:: SELECTED TEXT ::
= Beginning of Section =

I had no antivirals until my eighth year. The two H+ women I'd been with told me that acyclovir never helped them, so I didn't bother trying it.
>I was just wondering, if you've been exposed to the virus
>over and over by having sex a lot during the period when the
>other person had an outbreak, does that necessarily mean
>that there would be more latent viral DNA in the ganglia?
Gotta be real careful about words like "necessarily" with this kind of thing. I'm pretty sure the answer to your question is unknown, but yeah, I think it's possible that multiple inoculations of the virus in a short time could result in a more severe case. There's no way we can test this (in humans).
>Or is the amount of latent viral DNA in the ganglia depended
>on anything else?
There are probably a lot of factors that influence that. Things to consider would include the amount of virus on the skin of the source partner, the susceptibility of the skin on the, um, destination(?) partner (is it mucous membrane, keratinized skin, or are there any abrasions?), whether anything has been done recently to reduce the amount of virus on the source partner (antiviral meds, microbicidal gel, recent washing), immune system of the receiving partner, and probably other things.
Note that I mentioned a couple of things that can be controlled - antivirals are known to reduce the copy numbers of virus on the skin. Microbicides should do the same, if they ever get to market. I didn't mention condoms above, but those should reduce exposure, too. Results from the Valtrex transmission study showed that use of meds or condoms made it more likely that transmissions would be asymptomatic. The likely explanation is that the size of the inoculating dose had an effect on this.

= End of Section =

:: INFORMATION SUPPLIED ::

= Beginning of Section =

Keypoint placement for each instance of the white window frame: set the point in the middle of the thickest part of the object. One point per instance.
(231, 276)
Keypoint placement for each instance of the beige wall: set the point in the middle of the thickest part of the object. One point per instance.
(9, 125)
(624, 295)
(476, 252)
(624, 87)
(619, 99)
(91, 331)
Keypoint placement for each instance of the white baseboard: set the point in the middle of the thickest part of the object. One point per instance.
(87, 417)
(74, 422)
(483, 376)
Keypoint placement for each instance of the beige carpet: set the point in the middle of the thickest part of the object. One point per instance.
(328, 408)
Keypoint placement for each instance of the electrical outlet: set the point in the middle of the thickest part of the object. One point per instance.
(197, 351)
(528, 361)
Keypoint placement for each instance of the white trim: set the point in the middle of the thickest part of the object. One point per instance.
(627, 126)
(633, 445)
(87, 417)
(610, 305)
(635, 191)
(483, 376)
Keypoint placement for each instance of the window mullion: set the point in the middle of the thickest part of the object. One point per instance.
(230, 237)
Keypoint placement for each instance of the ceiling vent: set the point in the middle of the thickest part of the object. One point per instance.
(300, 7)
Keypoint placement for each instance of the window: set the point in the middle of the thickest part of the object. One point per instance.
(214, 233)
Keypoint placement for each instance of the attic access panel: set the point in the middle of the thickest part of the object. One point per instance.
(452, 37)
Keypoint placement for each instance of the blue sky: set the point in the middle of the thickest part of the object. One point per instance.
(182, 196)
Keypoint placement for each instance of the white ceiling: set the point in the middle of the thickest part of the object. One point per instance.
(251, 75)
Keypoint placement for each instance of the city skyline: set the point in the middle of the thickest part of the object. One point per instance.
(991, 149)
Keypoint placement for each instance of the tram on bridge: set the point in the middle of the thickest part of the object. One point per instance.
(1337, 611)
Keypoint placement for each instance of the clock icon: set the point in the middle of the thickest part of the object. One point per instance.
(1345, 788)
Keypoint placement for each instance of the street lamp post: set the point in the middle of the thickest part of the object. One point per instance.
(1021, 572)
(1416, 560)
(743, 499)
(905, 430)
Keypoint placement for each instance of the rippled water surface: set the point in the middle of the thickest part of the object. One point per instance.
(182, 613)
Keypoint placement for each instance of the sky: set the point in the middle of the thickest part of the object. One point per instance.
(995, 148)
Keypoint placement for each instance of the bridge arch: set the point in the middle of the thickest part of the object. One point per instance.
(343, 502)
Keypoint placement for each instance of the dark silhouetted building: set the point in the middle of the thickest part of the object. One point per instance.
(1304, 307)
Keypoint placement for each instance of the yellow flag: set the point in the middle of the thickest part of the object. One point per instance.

= End of Section =

:: WHAT THE TASK REQUIRES ::
Reproduce the passage on herpes exposure word for word, from "I had no antivirals" up to and including "this (in humans).".

:: ANSWER SPACE ::
I had no antivirals until my eighth year. The two H+ women I'd been with told me that acyclovir never helped them, so I didn't bother trying it.
>I was just wondering, if you've been exposed to the virus
>over and over by having sex a lot during the period when the
>other person had an outbreak, does that necessarily mean
>that there would be more latent viral DNA in the ganglia?
Gotta be real careful about words like "necessarily" with this kind of thing. I'm pretty sure the answer to your question is unknown, but yeah, I think it's possible that multiple inoculations of the virus in a short time could result in a more severe case. There's no way we can test this (in humans).